Task prompt
Collect every line of the listing below that contains the word "orange", and copy each one out in full.
■ ■ ■ ■ ■ ■ ■
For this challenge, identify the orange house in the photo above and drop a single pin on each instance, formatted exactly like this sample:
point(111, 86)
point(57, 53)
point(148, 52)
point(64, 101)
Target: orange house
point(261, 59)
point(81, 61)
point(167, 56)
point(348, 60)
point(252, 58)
■ ■ ■ ■ ■ ■ ■
Answer below
For this challenge, identify the orange house in the photo above and drop a single pin on each instance, formatted exactly like this sample:
Target: orange house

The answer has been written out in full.